Your goal:
Copy the entries below word for word, from the first one through the line containing "[212,176,270,192]", including that line.

Data entries:
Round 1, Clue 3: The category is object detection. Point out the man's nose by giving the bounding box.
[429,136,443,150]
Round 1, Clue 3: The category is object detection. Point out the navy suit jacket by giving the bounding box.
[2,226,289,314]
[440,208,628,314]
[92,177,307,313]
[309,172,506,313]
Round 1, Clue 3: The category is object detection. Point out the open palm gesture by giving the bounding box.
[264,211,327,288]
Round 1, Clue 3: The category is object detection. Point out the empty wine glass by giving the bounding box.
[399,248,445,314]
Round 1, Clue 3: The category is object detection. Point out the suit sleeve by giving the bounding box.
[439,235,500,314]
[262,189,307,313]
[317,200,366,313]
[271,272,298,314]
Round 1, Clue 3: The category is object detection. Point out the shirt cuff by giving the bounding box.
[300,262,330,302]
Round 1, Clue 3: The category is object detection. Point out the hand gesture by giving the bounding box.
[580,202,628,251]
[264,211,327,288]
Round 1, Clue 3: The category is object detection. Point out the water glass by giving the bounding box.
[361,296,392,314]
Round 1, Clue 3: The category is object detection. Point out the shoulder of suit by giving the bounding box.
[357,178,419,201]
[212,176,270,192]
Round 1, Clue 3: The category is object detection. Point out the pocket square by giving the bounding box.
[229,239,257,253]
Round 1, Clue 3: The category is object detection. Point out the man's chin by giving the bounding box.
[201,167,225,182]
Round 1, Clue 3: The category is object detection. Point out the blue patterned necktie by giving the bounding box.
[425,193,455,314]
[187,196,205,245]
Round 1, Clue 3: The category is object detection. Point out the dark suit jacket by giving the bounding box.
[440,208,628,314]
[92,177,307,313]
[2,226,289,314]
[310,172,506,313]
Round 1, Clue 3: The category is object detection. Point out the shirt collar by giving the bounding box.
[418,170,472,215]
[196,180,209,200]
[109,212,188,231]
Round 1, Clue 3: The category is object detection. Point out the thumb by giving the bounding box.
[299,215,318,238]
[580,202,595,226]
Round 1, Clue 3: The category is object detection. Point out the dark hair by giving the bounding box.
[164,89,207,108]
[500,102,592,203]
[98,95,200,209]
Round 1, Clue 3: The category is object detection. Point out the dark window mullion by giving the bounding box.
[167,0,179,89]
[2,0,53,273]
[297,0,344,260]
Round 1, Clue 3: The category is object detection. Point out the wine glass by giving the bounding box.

Finished task:
Round 1, Clue 3: The category is object detection. Point out the man's nose by giving the bounding box.
[429,136,443,150]
Round 1, Clue 3: The category is object detection. Point out the navy suit jacket by giving the bounding box.
[2,226,289,314]
[440,208,628,314]
[92,177,307,313]
[309,172,506,313]
Round 1, Clue 3: The category is object detection. Point out the open palm gesture by giving the bounding box.
[264,211,327,288]
Round 1, Clue 3: The category is object detection. Point out the empty wine glass by giving the bounding box.
[399,248,445,314]
Round 1, Clue 3: The category is object detection. Point out the suit sleeve by giving the bounding box.
[439,235,500,314]
[262,189,307,313]
[317,200,366,313]
[271,272,298,314]
Round 1, Clue 3: The category is object detection. Point out the shirt cuff by giving the bounding box.
[300,262,330,302]
Round 1, Clue 3: The category is object detection. Point out the hand gesture by giving the bounding box.
[580,202,628,251]
[264,211,327,288]
Round 1, Clue 3: The category is object detection. Point out the water glass by giving the bounding box.
[361,296,392,314]
Round 1, Clue 3: The category is object detection. Point out the shoulder of suit by giving the bounding box.
[357,178,419,201]
[212,176,270,192]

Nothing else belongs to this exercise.